*SOURCE PASSAGE*:
Double Front Board Off Kitesurfing Technique

Double Front Board Off

Technique / Advanced


Heliarde is back with some big air shenanigans for you all. This time with a lofty double front roll with a rather casual board off. Nothing beats a biggy, except a biggy with some form of embellishment, and a board off double certainly does add more than a hint of spice. May we suggest that a decent double front is already in the bag, preferably with a slowish rotation. The rest we can add on nicely. Let’s leap straight into juicy bits.

The Approach Pic A.

Unless you are an absolute ninja and can move all your limbs at breakneck speed, you’re going to prefer time and therefore height to fit all this in. This will allow you to rotate slowly, lift the board off, know where you are, replace the board and have time to think about landing. In which case you’ll need some power in the kite so you can get a decent boost. It’ll be simpler on a bigger kite as you’ll get more hangtime for less effort as the kite will hold you and float you down more. Anything from 9m upwards is good, although a sporty 12 is ideal. Approach wise you should have your hands centred on the bar, sweet spot trimmed comfortably out, decent speed and a solid edge. Your kite parked around 11 or 1 o’clock with a decent rooster chasing you. Here Heliarde is powered, his bar is within reach but trimmed out, he’s edging hard with plenty of board in the water and he’s sent the kite with meaning. All of which bodes well for some decent air.

Lift Off Pic B.

*ENTRIES*:
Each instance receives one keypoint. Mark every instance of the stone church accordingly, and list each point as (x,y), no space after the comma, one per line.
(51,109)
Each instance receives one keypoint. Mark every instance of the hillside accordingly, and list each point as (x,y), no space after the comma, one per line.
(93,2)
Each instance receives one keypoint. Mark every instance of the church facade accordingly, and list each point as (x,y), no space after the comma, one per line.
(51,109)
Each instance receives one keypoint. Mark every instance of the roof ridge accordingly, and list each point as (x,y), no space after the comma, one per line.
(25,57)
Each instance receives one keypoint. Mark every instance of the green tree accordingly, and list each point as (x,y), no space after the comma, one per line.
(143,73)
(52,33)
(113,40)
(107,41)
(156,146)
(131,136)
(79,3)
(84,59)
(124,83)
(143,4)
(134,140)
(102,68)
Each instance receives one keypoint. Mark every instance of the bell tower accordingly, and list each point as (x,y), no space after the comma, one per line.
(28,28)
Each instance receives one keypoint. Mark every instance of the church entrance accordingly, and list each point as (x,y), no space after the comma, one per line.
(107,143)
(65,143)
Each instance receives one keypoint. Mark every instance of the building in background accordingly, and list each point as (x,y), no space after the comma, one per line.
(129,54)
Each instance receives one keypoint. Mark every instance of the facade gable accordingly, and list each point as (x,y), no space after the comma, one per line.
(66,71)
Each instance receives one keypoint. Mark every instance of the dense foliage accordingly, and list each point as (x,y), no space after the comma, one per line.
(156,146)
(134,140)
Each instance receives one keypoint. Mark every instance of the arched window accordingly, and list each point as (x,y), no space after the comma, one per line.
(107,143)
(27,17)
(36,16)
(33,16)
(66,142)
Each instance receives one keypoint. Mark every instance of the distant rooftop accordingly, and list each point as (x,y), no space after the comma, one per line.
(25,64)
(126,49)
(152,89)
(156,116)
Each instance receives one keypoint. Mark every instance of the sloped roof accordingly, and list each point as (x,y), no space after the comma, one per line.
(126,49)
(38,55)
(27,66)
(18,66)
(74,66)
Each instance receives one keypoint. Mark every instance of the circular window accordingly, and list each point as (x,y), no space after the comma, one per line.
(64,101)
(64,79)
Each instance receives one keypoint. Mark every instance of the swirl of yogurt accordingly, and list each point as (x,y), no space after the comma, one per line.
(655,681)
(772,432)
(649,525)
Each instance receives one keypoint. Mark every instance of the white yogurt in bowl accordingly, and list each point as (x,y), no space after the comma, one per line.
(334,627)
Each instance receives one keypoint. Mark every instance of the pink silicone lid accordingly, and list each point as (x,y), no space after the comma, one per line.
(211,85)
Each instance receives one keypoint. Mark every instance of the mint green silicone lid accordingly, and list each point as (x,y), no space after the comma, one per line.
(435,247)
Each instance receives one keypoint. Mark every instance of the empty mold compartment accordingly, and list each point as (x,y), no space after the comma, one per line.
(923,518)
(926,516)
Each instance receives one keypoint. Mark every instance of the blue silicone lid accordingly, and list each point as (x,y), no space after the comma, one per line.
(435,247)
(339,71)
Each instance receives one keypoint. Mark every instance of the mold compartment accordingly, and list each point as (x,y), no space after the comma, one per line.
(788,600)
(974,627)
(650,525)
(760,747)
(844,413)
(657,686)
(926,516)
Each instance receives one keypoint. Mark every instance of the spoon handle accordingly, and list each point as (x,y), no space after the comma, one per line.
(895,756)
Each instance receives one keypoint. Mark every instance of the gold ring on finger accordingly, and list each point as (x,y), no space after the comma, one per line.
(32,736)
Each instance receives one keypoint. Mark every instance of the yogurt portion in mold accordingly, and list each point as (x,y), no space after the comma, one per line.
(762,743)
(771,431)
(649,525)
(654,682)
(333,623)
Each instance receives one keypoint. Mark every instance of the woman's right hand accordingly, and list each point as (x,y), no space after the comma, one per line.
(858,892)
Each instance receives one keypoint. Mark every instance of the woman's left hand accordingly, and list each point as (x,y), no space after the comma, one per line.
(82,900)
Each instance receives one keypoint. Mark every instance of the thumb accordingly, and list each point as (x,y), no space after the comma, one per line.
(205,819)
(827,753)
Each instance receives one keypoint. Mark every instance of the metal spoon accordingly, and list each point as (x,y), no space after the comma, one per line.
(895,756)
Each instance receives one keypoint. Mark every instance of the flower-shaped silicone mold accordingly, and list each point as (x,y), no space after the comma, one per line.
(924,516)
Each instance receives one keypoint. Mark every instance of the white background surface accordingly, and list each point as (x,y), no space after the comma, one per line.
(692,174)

*JOBS*:
a: Sum up the double front board off article in two sentences.
b: Continue the double front board off article from the point where it stops.
The rows are separate material from the kitesurfing article.

*EXPECTED OUTPUTS*:
a: The double front board off is an advanced kitesurfing trick that adds a board off to a double front roll, and the article suggests already having a decent double front with a slowish rotation. For the approach, it recommends plenty of height and power from a kite of 9m or more, ideally a 12, with hands centred on the bar, good speed, a solid edge and the kite parked around 11 or 1 o'clock.

b:
Just as with any front roll, your initial stamp on take-off will set your rotation in motion. How much you give will depend on how much power you have and therefore how much height and time you’ll enjoy. Ideally, as stated above, your rotation should be slow and controlled, and therefore you don’t want to throw yourself into a disorientating spin. That said, your stamp should still be hard, making sure you get maximum bang for your buck on resistance at take-off. Kicking yourself upwind, hard against your edge will put maximum tension on the lines and results in most height and least downwind drift. If you have a look at Heliarde you can see that he’s given an almighty stamp, lots of spray, his back leg is fully extended, along with the rest of his body, all aimed at height. However, his head is up and still looking forwards. He hasn’t thrown himself into a fast front rotation, the only key that’s it’s a front roll is the bent front leg. And finally seeing as how he gave the kite a good send back for take-off as well as pulling the bar in, he’s also levelled it, to stop the kite going any further back than it already has.

Dynamic Patience Pic C.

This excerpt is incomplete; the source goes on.